▶ **Aim of the task**:
Can you quote the full listing below word for word?

▶ **Provided data**:
————————

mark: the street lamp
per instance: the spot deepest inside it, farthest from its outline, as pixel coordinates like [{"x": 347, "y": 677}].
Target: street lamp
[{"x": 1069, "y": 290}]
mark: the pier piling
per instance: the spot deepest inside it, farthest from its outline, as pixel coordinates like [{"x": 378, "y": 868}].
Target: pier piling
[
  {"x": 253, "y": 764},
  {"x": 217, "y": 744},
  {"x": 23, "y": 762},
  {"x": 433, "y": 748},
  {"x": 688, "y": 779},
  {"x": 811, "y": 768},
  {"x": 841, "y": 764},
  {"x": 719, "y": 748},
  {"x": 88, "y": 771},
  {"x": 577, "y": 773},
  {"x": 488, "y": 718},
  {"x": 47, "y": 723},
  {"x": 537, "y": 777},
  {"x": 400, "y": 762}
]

————————

▶ **Response to this exercise**:
mark: the street lamp
per instance: the spot deepest inside it, farthest from its outline, as pixel coordinates like [{"x": 347, "y": 677}].
Target: street lamp
[{"x": 1069, "y": 290}]
mark: the pier piling
per instance: the spot deepest inside it, farthest from its outline, as pixel coordinates like [{"x": 378, "y": 868}].
Target: pier piling
[
  {"x": 253, "y": 764},
  {"x": 217, "y": 744},
  {"x": 23, "y": 762},
  {"x": 433, "y": 748},
  {"x": 688, "y": 779},
  {"x": 811, "y": 768},
  {"x": 841, "y": 764},
  {"x": 719, "y": 748},
  {"x": 88, "y": 771},
  {"x": 577, "y": 773},
  {"x": 488, "y": 718},
  {"x": 47, "y": 723},
  {"x": 537, "y": 777},
  {"x": 400, "y": 762}
]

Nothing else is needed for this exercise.